_TASK TO CARRY OUT_
Write out the complete material exactly as it stands.

_WORKING DATA_
+ + + + + + +

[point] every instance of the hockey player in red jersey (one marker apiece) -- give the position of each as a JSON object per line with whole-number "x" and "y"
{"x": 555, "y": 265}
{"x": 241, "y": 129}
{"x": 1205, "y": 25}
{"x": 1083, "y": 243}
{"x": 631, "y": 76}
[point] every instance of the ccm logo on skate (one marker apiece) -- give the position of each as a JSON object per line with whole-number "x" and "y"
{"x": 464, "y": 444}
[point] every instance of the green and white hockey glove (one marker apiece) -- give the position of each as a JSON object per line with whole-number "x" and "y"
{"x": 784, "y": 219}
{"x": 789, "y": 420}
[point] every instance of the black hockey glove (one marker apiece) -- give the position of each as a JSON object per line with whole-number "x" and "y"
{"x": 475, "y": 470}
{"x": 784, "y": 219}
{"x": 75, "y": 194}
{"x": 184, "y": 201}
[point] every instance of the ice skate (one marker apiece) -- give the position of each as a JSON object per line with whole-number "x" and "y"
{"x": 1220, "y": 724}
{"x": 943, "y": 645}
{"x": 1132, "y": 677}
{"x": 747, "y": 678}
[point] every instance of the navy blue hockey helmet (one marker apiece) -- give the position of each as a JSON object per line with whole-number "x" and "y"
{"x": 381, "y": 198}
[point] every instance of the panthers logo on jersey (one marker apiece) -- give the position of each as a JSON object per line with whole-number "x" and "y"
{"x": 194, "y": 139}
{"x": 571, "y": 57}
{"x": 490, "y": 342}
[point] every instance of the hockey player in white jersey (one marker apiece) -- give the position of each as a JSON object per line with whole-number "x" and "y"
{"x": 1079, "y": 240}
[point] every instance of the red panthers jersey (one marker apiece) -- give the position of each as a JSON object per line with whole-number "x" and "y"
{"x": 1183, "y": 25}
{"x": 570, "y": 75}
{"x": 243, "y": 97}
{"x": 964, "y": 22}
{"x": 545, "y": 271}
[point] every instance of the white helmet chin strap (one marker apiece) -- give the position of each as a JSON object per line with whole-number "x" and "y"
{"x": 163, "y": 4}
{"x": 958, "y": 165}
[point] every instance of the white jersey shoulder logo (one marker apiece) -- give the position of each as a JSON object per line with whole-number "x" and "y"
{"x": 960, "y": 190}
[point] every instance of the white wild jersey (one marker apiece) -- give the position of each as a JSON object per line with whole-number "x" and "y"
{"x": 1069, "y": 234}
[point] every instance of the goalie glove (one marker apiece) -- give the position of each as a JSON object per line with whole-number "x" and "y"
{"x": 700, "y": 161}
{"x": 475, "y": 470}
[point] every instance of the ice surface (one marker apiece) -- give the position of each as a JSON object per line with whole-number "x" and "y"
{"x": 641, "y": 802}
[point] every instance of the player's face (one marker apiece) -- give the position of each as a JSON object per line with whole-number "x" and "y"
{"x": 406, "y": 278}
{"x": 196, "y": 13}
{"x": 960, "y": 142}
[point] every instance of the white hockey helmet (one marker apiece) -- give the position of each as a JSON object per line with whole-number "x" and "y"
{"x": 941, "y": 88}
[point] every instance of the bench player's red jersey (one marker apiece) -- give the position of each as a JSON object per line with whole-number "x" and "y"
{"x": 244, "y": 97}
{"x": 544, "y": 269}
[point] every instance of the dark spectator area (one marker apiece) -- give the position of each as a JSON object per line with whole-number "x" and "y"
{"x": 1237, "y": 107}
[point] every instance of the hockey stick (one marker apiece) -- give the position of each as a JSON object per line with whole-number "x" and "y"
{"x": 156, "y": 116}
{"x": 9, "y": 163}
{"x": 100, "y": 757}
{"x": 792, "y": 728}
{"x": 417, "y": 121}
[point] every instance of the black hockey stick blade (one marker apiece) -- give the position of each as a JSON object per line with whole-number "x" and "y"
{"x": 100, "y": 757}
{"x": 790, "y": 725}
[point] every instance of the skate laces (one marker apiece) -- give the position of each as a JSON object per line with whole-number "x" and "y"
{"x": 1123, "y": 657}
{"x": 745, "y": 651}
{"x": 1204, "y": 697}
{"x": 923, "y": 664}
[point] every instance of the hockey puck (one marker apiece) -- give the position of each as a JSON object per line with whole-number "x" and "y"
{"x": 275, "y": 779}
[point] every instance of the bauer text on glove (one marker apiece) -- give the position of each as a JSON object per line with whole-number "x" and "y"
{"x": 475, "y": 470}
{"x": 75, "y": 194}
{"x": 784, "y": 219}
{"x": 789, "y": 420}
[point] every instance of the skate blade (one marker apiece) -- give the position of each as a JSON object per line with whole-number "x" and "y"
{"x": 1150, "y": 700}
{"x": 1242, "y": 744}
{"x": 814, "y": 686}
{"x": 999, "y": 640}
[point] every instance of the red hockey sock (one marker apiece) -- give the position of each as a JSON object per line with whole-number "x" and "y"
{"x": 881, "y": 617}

+ + + + + + +

_ANSWER TO THE TASK_
[point] every instance of the hockey player in red jersey (one marker apiece) -- give the position of each as a JSON object per line with whole-number "x" and "y"
{"x": 555, "y": 265}
{"x": 241, "y": 129}
{"x": 1205, "y": 25}
{"x": 1083, "y": 243}
{"x": 631, "y": 76}
[point] every instance of the ccm logo on skate (one marker apiece) -- give the position of each as a JSON object per line with whole-number "x" and "y"
{"x": 464, "y": 444}
[point] every instance of the green and white hockey glove (one marker apiece) -- give the position of each as a JSON object per line with whole-number "x" and "y"
{"x": 784, "y": 219}
{"x": 789, "y": 420}
[point] every instance of the black hockey glove (one marker apiece) -- give the position of each as a JSON object per line with whole-number "x" and "y"
{"x": 475, "y": 470}
{"x": 784, "y": 219}
{"x": 75, "y": 194}
{"x": 184, "y": 201}
[point] every instance of the ice skate (one marker apiece) -- give the position of each as a JSON object per line with whole-number "x" and "y"
{"x": 1220, "y": 724}
{"x": 943, "y": 645}
{"x": 1132, "y": 677}
{"x": 747, "y": 678}
[point] every instance of the navy blue hockey helmet (one marker apiece) -- give the position of each as a JSON object per line with whole-number "x" and "y"
{"x": 381, "y": 198}
[point] every instance of the panthers logo on jersey (one marker apiece) -- give the position of each as a JSON object per line with whole-number "x" and "y"
{"x": 194, "y": 139}
{"x": 571, "y": 57}
{"x": 490, "y": 342}
[point] every instance of the hockey player in white jersey (one marker apiece) -- give the position of each as a JSON object per line with whole-number "x" and "y"
{"x": 1079, "y": 240}
[point] every instance of the red panthers jersey (one marker apiece) -- give the position of each as a JSON object per line with whole-number "x" and "y"
{"x": 1183, "y": 25}
{"x": 570, "y": 75}
{"x": 243, "y": 97}
{"x": 964, "y": 22}
{"x": 545, "y": 271}
[point] every instance of the white helmet chin strap (one marker apiece) -- give the position of each as a JSON object per line with whole-number "x" and "y"
{"x": 163, "y": 4}
{"x": 958, "y": 165}
[point] every instance of the white jersey shoulder logo (one marker apiece) -- give the position of each as a JSON object per line with whole-number "x" and "y"
{"x": 960, "y": 190}
[point] every instance of the white wild jersey (one marker apiece) -- give the position of each as a JSON object per line with whole-number "x" and "y"
{"x": 1069, "y": 234}
[point] every instance of the goalie glove (one marker apiece) -- give the position of each as a JSON object per line with whole-number "x" and "y"
{"x": 700, "y": 161}
{"x": 475, "y": 470}
[point] every instance of the ice surface (one marker apiece) -- give the position of each as a JSON object per line with whole-number "x" and "y"
{"x": 641, "y": 802}
[point] every instance of the player's face (one marker apiece) -- give the position of each as a JSON object per line with whole-number "x" and "y"
{"x": 406, "y": 278}
{"x": 196, "y": 13}
{"x": 960, "y": 142}
[point] every instance of the white hockey helmet (one marker apiece) -- give the position of each as a JSON object per line with whole-number "x" and "y"
{"x": 941, "y": 88}
[point] every instance of the bench player's red jersey (one marker apiece) -- give the position of each as a JSON object per line with whole-number "x" and "y"
{"x": 244, "y": 97}
{"x": 544, "y": 269}
[point] every instance of the dark spectator area (one marker apiece) -- give the position of each as a JSON object per line with whole-number "x" and "y"
{"x": 1237, "y": 107}
[point] every instance of the hockey stick (one marker apiece) -- give the position of each as a JSON object per line with whole-number "x" and "y"
{"x": 156, "y": 116}
{"x": 9, "y": 163}
{"x": 100, "y": 757}
{"x": 792, "y": 728}
{"x": 417, "y": 121}
[point] every instance of the black hockey stick blade (one marker apiece) -- give the position of each as a JSON object per line with whole-number "x" and "y"
{"x": 100, "y": 757}
{"x": 790, "y": 725}
[point] every instance of the skate laces (one marker apiece) -- give the position of each as a JSON object per line with whole-number "x" and "y"
{"x": 1123, "y": 657}
{"x": 745, "y": 651}
{"x": 1204, "y": 697}
{"x": 923, "y": 664}
[point] every instance of the hockey puck (one marker apiece) -- give the position of each as a JSON object per line with whole-number "x" and "y"
{"x": 275, "y": 779}
[point] every instance of the bauer text on glove (one marker apiece) -- give the position of each as a JSON object per line with whole-number "x" and "y"
{"x": 475, "y": 470}
{"x": 75, "y": 194}
{"x": 784, "y": 219}
{"x": 789, "y": 420}
[point] every instance of the skate blade (one marker apiece) -- give the position of each as a JSON object per line with whole-number "x" and "y"
{"x": 1150, "y": 700}
{"x": 1242, "y": 744}
{"x": 814, "y": 686}
{"x": 999, "y": 640}
[point] every instance of the red hockey sock (one marker apiece) -- give the position of each as a JSON object per line with whole-number "x" and "y"
{"x": 881, "y": 617}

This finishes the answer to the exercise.